### Exercise objective
Please answer from the estate planning article: how does it suggest owning the family home, rather than as joint tenants?
Passage shown: Begin
Estate planning tips for blended families

When starting a relationship with someone with children, careful planning can assist in avoiding serious future issues.

“Couples who have re-partnered later in life are generally honest and pragmatic,” Robertson Hyetts’ estate planning lawyer Trent McGregor said.

“They are prepared to consider what could happen in the future and discuss solutions.”

A challenge for people who have come together later in life is to prepare a will which balances the needs of their new partner, while still providing for their own children from a previous relationship.

Trent says with a little bit of planning, there are a number of ways to ensure everyone’s needs are met.

“For couples with a family home and other assets, it’s often just a matter of ensuring that everyone gets something when the first person dies, he said.

“That might mean a percentage of the estate, or a specific asset, like a bank account, share portfolio or a life insurance policy.

“Superannuation can often be used tax effectively, for example by providing a reversionary pension to a surviving partner.” ( the nominated person, generally a spouse, will automatically continue receiving the pension after your death).

Owning the family home as tenants in common, rather than joint tenants, might also open up some option to provide for the current partner now, whilst still ensuring the equity reverts back to the children.

It’s also important to ensure Powers of Attorney are considered.

“Since March, a hierarchy of family members can make medical but not financial decisions for someone who has lost capacity.

“It’s important to ensure that the correct people are empowered to make decisions for you if you are not capable.”
Passage shown: End
Information provided: Begin
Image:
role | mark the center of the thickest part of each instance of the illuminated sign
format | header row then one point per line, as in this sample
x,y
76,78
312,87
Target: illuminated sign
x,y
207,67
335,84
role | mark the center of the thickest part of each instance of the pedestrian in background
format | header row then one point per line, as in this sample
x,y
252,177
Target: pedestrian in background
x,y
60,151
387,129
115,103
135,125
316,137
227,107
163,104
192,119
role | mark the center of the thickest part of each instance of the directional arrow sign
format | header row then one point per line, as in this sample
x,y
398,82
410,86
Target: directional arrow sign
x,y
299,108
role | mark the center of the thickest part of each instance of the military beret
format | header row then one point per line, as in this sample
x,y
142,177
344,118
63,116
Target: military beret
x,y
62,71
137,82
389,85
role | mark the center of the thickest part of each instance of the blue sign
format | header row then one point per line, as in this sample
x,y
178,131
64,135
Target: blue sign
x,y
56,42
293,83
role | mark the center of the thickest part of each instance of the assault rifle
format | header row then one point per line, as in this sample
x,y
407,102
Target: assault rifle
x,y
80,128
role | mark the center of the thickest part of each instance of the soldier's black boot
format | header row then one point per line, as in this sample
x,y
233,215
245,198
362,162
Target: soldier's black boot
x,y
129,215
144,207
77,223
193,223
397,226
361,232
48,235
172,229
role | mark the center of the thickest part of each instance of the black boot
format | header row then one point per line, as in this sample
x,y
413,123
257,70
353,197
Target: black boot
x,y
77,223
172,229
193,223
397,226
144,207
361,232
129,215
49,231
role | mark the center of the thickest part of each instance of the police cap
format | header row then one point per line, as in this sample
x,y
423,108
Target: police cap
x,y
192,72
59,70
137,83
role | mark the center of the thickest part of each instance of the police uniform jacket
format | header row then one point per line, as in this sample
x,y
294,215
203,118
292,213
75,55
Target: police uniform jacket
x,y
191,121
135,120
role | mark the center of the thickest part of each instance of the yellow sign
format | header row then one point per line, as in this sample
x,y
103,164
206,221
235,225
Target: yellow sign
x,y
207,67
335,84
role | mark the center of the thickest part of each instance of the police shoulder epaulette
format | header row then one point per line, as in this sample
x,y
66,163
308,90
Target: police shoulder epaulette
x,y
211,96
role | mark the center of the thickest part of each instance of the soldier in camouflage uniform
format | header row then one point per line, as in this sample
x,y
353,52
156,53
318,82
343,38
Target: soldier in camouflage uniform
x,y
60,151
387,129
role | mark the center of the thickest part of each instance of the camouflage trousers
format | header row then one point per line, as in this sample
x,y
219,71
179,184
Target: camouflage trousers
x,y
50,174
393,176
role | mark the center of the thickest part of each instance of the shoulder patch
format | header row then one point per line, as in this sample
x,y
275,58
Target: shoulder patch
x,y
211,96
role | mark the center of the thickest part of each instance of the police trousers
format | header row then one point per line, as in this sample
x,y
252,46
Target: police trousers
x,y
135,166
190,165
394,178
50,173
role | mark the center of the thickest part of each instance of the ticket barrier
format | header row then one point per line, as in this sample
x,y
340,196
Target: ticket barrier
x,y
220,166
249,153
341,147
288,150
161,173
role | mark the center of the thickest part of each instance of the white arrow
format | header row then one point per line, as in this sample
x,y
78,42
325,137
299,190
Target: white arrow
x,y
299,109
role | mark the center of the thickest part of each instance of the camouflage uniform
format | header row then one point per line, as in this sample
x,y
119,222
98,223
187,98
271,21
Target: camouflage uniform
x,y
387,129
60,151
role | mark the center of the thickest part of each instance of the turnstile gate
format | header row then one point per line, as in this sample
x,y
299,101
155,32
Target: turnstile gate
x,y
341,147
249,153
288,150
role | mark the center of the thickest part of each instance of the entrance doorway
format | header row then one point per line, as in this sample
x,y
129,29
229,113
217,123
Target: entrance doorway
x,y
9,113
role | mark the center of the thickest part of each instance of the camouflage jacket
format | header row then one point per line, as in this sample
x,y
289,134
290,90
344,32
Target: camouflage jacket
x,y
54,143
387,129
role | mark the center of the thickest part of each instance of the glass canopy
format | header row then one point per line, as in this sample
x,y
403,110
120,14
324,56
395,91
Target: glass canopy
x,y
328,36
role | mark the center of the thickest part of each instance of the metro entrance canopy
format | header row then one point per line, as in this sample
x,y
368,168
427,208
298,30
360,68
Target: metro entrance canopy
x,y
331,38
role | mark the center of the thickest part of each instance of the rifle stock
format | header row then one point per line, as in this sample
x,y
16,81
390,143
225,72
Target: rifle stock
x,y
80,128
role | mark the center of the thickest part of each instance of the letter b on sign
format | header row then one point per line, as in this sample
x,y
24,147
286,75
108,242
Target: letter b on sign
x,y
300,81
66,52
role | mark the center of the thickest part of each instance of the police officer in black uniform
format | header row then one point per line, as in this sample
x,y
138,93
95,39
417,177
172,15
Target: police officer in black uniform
Information provided: End
### The completed task
As tenants in common.